§ **Request**:
Translate this sentence from the KIV competition solutions page into German: "All programs are written in the abstract programming language of KIV, which is a while language that operates on arbitrary algebraic data types."

§ **Excerpt to read**:
※ ※ ※

COST Verification Competition : KIV Solutions

More information on the competition can be found here: http://foveoos2011.cost-ic0701.org/verification-competition

General comments

All programs are written in the abstract programming language of KIV, which is a while language that operates on arbitrary algebraic data types.

Challenge 1 : Maximum of an array

Given: A non-empty integer array a.
Verify that the index returned by the method max() given below points to an element maximal in the array.

public class Max {

    public static int max(int[] a) {
        int x = 0;
        int y = a.length-1;

        while (x != y) {
            if (a[x] <= a[y]) x++;
            else y--;
        }
        return x;
    }
}

Solution

A maximum function on arrays of natural numbers is specified here. The axiom max-gt says that the maximum is the greatest value in the array. The axiom max-in says that the maximum function returns a value from the array.
The main theorem is challenge1. The proof assumes that the array is not empty.
The proof uses the invariant that the maximum of the array is still within the indices x,y (which are m0,m in the proof).
We have proven termination using the variant y - x (m - m0 in the proof).

A slightly optimized solution which defines a simpler max-function can be found here. A further solution uses KIV's Java calculus to verify a Java implementation of the challenge here.

※ ※ ※

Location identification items
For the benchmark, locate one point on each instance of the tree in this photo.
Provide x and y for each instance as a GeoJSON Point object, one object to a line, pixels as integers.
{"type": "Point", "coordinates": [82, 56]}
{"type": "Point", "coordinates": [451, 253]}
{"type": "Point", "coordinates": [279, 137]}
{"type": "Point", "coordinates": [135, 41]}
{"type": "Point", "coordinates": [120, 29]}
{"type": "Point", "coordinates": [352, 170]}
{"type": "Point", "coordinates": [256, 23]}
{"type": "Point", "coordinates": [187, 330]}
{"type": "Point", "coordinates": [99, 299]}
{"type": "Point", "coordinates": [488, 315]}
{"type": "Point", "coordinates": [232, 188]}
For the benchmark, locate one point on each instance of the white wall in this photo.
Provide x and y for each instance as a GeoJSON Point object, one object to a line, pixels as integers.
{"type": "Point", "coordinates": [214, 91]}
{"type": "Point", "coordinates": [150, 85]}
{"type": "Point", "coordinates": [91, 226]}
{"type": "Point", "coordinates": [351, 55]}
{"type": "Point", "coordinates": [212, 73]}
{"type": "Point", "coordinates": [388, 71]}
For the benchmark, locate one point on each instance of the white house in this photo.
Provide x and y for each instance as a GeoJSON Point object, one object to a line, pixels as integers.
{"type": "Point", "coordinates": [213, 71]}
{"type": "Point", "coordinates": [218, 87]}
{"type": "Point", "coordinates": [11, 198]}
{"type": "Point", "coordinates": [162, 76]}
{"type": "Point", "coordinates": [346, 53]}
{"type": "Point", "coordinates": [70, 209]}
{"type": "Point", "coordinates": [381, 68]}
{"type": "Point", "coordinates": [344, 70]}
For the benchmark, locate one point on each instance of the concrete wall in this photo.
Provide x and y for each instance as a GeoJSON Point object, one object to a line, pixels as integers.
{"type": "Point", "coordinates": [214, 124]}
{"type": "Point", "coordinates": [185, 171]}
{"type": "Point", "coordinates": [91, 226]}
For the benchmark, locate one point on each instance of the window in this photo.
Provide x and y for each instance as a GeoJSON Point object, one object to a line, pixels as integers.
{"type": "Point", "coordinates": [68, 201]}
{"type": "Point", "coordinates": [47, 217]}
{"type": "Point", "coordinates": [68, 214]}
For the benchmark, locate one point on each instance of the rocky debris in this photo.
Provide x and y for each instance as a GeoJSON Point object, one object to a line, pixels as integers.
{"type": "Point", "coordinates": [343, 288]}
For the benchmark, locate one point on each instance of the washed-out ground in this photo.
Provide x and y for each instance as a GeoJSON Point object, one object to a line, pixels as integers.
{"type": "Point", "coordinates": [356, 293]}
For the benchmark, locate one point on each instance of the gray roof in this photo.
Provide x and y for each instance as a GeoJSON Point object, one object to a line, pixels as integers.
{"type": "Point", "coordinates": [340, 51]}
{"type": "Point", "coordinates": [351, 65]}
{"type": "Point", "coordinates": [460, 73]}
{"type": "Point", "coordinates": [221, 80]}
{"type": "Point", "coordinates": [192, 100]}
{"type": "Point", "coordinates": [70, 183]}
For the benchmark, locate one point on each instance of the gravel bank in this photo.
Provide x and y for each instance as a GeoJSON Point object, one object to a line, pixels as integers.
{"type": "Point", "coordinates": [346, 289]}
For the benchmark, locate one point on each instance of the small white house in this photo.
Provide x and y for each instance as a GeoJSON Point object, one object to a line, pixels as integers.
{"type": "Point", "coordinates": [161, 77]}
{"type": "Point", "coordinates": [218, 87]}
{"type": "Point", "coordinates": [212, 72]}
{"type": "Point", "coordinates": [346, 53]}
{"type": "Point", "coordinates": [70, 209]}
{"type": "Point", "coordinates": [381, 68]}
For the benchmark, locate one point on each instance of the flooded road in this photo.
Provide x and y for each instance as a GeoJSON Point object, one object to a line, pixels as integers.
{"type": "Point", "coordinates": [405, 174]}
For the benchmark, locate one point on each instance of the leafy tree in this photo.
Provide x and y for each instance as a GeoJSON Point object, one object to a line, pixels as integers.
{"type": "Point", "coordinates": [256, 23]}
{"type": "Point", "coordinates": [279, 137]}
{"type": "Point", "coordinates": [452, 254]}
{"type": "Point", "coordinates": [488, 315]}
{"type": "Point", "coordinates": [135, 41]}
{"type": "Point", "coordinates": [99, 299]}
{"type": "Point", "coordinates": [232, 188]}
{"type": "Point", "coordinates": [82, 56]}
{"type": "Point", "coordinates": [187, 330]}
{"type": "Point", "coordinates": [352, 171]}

※ ※ ※

§ **Written response**:
Alle Programme sind in der abstrakten Programmiersprache von KIV geschrieben, einer While-Sprache, die auf beliebigen algebraischen Datentypen operiert.